--- What you will do ---
Copy the lines below word for word, but leave out the pictures.
** START OF Records for processing **
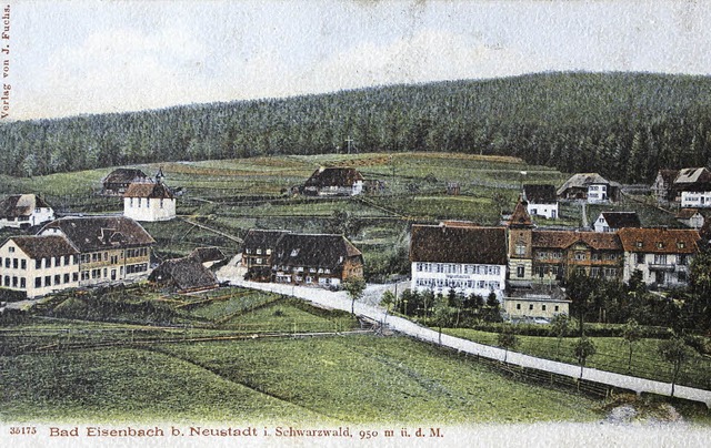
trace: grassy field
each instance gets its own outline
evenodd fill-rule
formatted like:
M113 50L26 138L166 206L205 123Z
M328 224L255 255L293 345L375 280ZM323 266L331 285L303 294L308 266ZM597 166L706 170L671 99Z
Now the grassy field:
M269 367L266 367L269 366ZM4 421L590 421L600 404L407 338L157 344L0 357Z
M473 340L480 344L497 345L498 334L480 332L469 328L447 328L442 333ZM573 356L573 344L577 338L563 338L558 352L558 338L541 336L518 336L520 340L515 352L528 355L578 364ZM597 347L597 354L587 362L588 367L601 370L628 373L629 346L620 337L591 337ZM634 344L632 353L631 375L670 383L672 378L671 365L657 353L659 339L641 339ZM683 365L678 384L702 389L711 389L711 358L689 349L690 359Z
** END OF Records for processing **
--- Full output ---
trace: grassy field
each instance gets its own outline
evenodd fill-rule
formatted like:
M113 50L26 138L166 206L205 123Z
M328 224L255 255L293 345L375 280ZM323 266L331 285L303 294L308 266ZM597 166L706 170L671 99Z
Now the grassy field:
M269 367L266 367L269 366ZM4 421L590 421L600 404L407 338L157 344L0 357Z
M473 340L480 344L497 345L498 334L480 332L469 328L447 328L442 333ZM573 356L573 344L577 338L563 338L558 352L558 338L541 336L518 336L520 340L515 352L528 355L578 364ZM597 347L597 354L587 362L588 367L601 370L628 373L629 346L620 337L591 337ZM634 344L632 353L631 375L670 383L672 378L671 365L657 353L659 339L641 339ZM683 365L678 384L702 389L711 389L711 358L689 349L690 359Z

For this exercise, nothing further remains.